AIM. Rewrite every line of the rows below, including the requests, but omit the pictures. Multiply each pixel coordinate in the answer points by 2.15 and round to whole numbers, rounding halves up, but keep the numbers in the requests and their sample points unchanged.

========

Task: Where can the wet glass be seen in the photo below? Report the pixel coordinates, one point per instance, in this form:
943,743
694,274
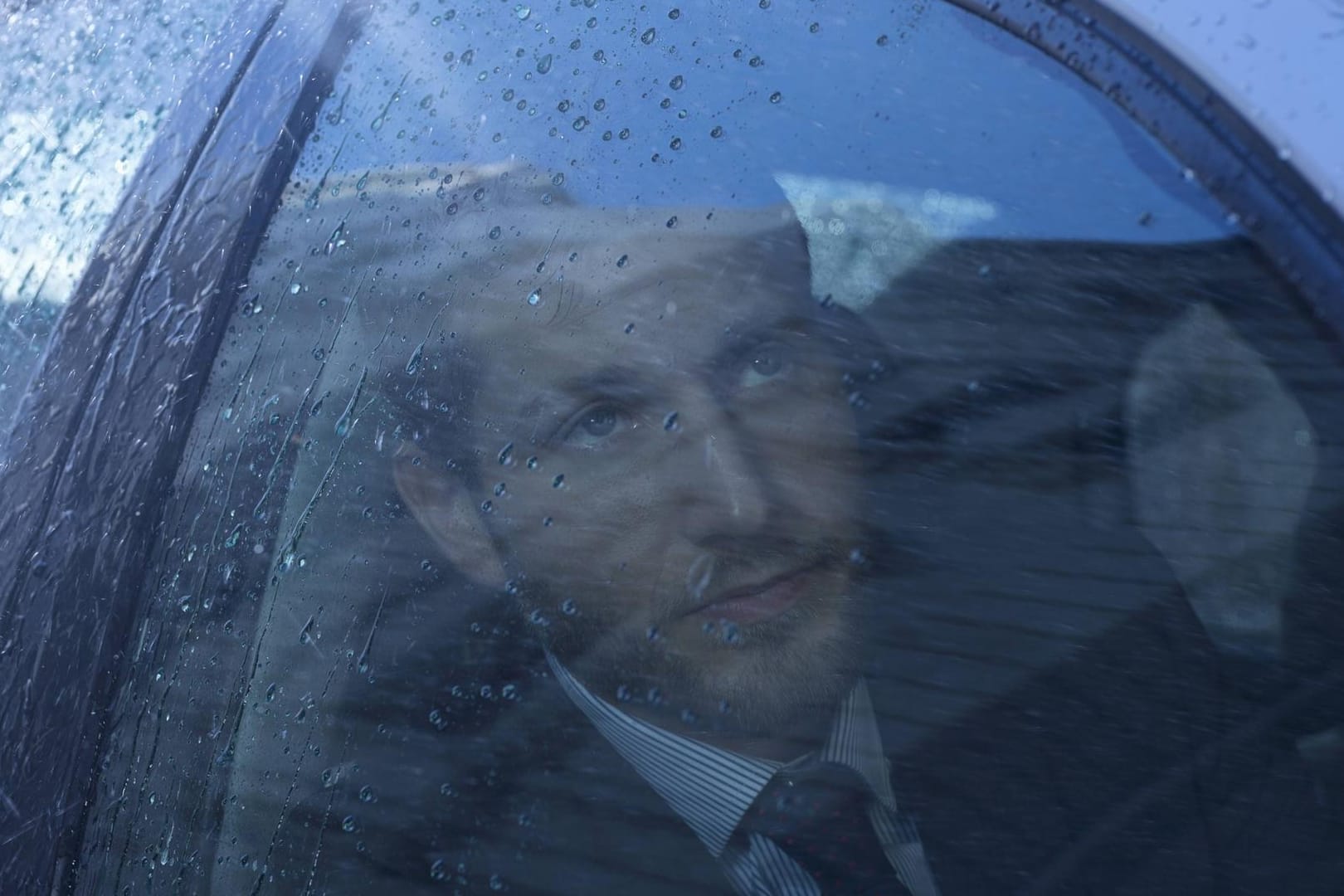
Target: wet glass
85,89
633,412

========

WRITTEN ANSWER.
Task: Where can the wet glass be seen in the photo below? Report the pixel coordinates, one point per instance, in this form:
943,743
694,274
Target: wet glass
183,191
1361,886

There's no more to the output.